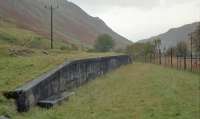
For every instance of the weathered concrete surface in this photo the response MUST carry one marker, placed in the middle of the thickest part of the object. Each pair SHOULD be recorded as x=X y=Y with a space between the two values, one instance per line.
x=64 y=78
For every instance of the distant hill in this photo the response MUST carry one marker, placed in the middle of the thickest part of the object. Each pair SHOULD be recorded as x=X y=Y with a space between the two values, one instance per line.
x=71 y=23
x=175 y=35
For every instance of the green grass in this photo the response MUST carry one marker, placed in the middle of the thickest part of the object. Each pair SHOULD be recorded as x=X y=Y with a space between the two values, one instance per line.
x=23 y=57
x=137 y=91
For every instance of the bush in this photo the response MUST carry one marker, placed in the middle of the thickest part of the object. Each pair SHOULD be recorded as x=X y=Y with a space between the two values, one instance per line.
x=104 y=43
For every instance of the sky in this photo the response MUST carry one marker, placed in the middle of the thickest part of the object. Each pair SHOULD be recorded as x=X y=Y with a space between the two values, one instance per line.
x=141 y=19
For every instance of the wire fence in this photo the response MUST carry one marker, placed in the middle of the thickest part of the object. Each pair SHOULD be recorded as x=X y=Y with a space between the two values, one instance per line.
x=190 y=63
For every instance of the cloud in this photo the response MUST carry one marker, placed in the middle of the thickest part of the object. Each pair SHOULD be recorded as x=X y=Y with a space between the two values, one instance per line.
x=139 y=19
x=120 y=3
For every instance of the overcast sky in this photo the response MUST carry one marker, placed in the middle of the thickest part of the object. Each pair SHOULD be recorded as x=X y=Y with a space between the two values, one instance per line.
x=139 y=19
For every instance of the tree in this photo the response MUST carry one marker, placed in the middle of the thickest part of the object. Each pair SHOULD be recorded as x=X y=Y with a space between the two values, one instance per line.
x=104 y=43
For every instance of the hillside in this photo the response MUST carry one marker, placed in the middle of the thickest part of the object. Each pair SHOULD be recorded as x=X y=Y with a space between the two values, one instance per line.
x=71 y=23
x=175 y=35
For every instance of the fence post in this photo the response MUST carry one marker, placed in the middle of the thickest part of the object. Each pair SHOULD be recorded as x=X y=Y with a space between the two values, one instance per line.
x=171 y=57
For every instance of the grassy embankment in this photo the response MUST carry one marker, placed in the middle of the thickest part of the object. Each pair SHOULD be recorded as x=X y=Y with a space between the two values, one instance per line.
x=25 y=55
x=137 y=91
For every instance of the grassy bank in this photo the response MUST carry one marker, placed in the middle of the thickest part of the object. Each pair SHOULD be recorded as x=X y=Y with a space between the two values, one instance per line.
x=138 y=91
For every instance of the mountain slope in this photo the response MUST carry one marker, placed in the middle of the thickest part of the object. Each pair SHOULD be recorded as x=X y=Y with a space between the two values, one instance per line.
x=71 y=23
x=175 y=35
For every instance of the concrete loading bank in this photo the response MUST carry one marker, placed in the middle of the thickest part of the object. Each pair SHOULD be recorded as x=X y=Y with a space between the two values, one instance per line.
x=56 y=85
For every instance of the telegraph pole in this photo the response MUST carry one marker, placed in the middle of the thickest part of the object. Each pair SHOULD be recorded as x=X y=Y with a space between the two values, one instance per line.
x=191 y=42
x=52 y=5
x=51 y=27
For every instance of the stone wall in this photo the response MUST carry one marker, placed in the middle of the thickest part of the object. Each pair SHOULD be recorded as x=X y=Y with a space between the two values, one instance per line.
x=64 y=78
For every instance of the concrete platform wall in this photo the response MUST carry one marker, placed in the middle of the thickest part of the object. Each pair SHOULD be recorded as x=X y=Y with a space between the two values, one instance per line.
x=64 y=78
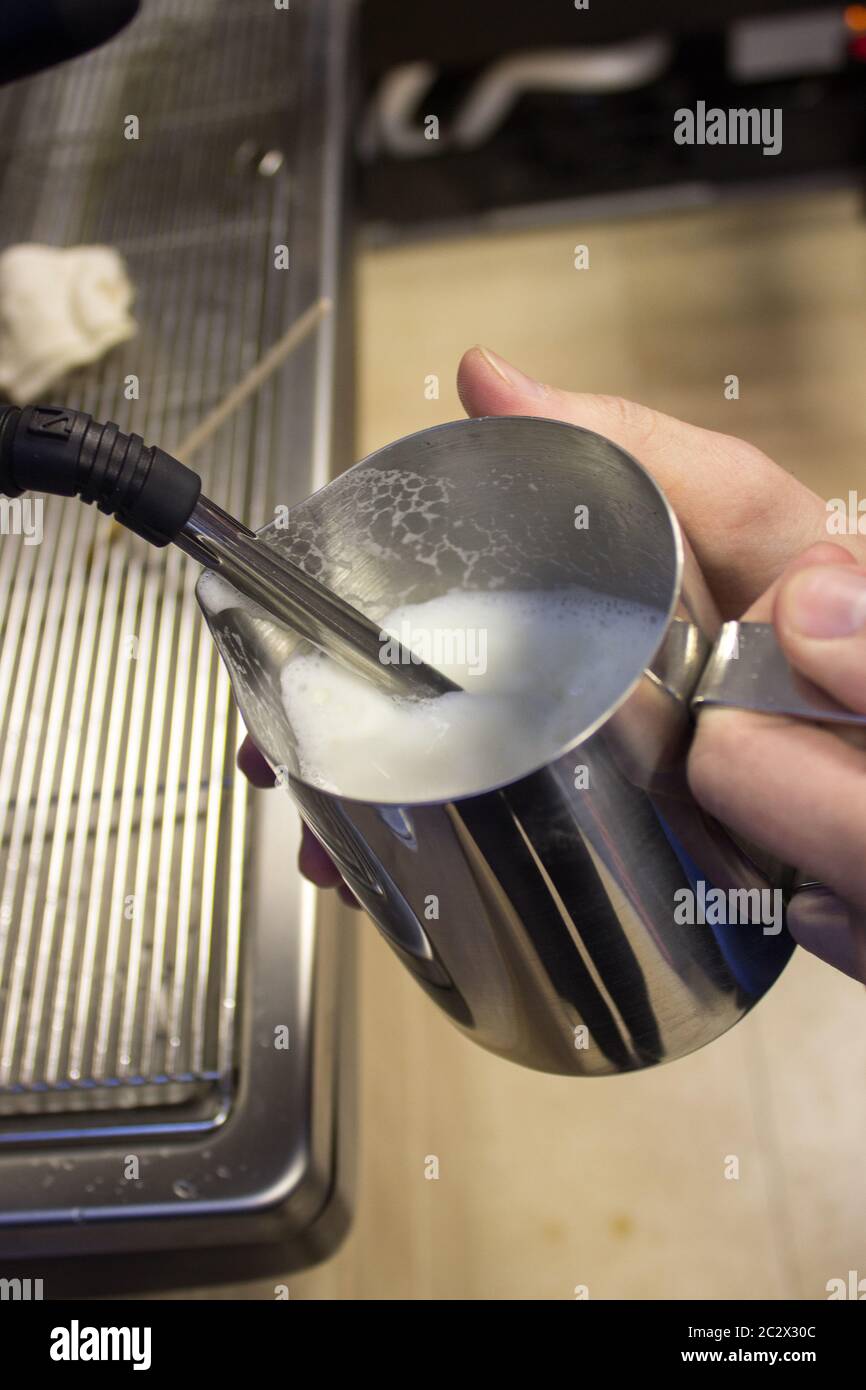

+ + + +

> [Task objective]: Gather every line in the entries above that contains the word "wall", matching case exactly.

> [Task answer]:
For every instance of the stone wall in this photo the response MUST carry one marker, placed in the middle of the thickest part of the object. Each pair SHOULD be recorded as x=X y=Y with a space between the two values, one instance per line.
For every instance of the concrete platform wall in this photo the response MUST carry one marker, placed in the middle of the thickest part of the object. Each pair SHOULD be recorded as x=X y=Y with a space between the two values, one instance per line.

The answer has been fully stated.